§ WHAT YOU NEED TO DO
Return, exactly, the line that contains "Objective — one dot per instance of the treeline." together with all lines after it to the end of the entries, and no further lines.
╭─ AVAILABLE DATA
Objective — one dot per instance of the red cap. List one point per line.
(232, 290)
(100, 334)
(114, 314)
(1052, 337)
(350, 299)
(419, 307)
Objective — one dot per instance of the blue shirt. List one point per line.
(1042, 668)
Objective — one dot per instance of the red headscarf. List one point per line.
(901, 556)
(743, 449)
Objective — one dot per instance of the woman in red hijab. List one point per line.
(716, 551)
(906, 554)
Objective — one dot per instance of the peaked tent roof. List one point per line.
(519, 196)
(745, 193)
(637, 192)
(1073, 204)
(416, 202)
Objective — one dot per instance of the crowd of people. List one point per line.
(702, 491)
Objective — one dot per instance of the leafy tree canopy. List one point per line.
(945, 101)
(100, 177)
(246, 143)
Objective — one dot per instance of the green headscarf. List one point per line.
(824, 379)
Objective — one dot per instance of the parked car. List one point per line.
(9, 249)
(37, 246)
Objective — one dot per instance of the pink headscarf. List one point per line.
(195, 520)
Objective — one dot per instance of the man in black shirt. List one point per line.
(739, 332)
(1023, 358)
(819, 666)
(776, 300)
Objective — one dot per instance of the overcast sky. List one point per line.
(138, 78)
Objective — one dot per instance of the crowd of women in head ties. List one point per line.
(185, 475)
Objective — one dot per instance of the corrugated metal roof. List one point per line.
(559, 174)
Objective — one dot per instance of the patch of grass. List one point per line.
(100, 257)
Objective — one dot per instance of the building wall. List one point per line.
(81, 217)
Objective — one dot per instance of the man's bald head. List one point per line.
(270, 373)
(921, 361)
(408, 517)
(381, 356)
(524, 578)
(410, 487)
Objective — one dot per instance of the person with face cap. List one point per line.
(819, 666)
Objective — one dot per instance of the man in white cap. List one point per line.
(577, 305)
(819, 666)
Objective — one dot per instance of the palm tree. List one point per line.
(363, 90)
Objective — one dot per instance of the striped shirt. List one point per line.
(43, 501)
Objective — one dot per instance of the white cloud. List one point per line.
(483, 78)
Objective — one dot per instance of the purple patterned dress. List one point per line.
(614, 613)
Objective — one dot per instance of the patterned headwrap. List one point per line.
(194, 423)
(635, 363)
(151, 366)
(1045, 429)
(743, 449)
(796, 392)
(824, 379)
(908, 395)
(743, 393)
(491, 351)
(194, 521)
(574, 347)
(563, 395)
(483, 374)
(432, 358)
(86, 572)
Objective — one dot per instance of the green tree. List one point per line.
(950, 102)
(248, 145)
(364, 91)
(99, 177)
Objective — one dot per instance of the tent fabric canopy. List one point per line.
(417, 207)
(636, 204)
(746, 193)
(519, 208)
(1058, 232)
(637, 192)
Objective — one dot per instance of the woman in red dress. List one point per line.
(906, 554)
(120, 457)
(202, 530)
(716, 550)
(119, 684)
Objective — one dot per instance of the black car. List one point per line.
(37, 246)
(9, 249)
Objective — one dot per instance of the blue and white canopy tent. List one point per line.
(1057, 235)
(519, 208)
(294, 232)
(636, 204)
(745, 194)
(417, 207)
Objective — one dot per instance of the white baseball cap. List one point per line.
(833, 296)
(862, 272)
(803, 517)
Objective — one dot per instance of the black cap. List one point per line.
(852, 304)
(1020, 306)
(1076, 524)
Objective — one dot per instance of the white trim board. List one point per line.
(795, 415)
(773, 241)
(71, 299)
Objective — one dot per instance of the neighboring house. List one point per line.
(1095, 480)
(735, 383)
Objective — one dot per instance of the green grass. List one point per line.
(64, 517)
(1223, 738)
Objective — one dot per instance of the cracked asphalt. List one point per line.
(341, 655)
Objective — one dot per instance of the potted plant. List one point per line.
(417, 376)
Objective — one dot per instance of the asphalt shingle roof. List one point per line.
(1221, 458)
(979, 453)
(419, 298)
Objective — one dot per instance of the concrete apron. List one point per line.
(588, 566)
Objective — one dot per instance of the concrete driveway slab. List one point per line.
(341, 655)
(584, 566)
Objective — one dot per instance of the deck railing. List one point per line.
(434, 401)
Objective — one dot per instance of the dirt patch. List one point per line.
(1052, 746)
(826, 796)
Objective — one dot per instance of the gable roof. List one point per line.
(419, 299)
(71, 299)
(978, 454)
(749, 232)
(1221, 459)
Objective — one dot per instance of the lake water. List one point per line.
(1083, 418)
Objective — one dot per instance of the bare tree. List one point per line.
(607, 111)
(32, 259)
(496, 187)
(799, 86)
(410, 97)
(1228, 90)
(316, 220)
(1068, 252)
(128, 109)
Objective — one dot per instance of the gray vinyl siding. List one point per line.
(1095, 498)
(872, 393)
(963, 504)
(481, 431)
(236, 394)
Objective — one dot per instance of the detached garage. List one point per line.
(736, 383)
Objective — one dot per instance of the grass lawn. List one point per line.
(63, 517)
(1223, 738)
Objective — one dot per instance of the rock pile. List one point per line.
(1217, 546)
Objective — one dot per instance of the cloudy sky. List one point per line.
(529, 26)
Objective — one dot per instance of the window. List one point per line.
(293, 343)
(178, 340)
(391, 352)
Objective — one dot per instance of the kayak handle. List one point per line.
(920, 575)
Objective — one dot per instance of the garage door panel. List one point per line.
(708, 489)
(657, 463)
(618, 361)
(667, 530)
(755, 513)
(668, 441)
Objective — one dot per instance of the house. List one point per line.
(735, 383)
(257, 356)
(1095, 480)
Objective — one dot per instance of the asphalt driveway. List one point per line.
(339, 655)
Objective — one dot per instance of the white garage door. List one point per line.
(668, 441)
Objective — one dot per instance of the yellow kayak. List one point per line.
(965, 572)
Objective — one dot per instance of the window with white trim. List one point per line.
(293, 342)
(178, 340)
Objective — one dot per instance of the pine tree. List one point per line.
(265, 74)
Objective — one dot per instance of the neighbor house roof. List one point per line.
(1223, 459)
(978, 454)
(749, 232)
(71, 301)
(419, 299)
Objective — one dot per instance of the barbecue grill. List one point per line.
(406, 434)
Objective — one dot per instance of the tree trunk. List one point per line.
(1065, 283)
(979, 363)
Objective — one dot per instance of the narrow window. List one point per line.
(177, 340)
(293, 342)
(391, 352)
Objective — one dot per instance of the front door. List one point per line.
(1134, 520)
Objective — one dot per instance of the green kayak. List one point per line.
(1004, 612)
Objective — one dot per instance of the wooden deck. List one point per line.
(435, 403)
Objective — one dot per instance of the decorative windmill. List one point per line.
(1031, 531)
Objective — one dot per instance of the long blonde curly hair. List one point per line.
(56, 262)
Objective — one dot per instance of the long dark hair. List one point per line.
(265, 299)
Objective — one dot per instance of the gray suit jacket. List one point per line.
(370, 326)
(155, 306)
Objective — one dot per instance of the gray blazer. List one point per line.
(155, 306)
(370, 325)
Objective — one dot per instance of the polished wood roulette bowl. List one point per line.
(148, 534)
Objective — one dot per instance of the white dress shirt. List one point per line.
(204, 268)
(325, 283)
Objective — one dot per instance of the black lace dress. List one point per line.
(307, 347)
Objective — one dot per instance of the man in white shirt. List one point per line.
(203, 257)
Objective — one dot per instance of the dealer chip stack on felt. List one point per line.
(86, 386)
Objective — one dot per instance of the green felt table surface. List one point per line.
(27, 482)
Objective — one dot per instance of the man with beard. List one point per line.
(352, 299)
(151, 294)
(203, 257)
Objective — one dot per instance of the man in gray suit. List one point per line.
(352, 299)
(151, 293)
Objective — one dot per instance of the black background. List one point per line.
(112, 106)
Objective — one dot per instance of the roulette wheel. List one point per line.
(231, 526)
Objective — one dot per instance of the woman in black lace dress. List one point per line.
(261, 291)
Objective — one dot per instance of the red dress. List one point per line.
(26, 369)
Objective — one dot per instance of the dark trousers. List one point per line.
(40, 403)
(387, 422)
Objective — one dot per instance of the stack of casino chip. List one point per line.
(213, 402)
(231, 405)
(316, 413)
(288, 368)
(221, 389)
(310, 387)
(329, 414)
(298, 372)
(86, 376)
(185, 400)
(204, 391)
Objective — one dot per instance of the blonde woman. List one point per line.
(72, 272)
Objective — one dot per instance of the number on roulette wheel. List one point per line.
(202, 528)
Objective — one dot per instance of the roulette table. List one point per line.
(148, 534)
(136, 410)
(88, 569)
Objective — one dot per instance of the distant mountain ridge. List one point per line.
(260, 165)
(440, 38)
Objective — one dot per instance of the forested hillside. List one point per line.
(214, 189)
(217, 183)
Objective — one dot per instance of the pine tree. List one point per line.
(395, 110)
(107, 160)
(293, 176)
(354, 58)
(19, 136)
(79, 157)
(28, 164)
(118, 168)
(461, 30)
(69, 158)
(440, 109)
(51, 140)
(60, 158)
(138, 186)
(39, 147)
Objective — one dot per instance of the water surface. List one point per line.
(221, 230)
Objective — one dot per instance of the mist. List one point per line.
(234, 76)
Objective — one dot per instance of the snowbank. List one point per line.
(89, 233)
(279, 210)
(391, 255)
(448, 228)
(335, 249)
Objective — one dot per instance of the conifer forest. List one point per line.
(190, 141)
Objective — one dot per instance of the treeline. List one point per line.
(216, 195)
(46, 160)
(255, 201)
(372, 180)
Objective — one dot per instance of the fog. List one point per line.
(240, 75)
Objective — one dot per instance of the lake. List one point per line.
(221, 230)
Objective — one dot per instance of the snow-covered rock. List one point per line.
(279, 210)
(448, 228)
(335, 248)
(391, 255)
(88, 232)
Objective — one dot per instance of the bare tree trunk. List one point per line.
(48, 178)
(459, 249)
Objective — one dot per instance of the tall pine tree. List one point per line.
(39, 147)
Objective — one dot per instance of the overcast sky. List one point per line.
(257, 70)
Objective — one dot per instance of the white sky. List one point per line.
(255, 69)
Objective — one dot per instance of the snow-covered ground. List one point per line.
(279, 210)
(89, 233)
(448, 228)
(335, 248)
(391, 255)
╰─
§ COMPLETE RESPONSE
Objective — one dot per instance of the treeline. List one point per line.
(216, 195)
(46, 160)
(255, 201)
(372, 180)
Objective — one dot per instance of the fog. List one point per line.
(240, 75)
Objective — one dot per instance of the lake. List one point per line.
(221, 230)
Objective — one dot per instance of the snow-covered rock. List one point per line.
(279, 210)
(448, 228)
(335, 248)
(391, 255)
(88, 232)
Objective — one dot per instance of the bare tree trunk. List one point per line.
(48, 178)
(459, 249)
Objective — one dot per instance of the tall pine tree. List one point per line.
(39, 147)
Objective — one dot per instance of the overcast sky. List one point per line.
(257, 70)
Objective — one dot per instance of the white sky. List one point per line.
(255, 69)
Objective — one dot per instance of the snow-covered ground. List one point per line.
(279, 210)
(89, 233)
(448, 228)
(335, 248)
(391, 255)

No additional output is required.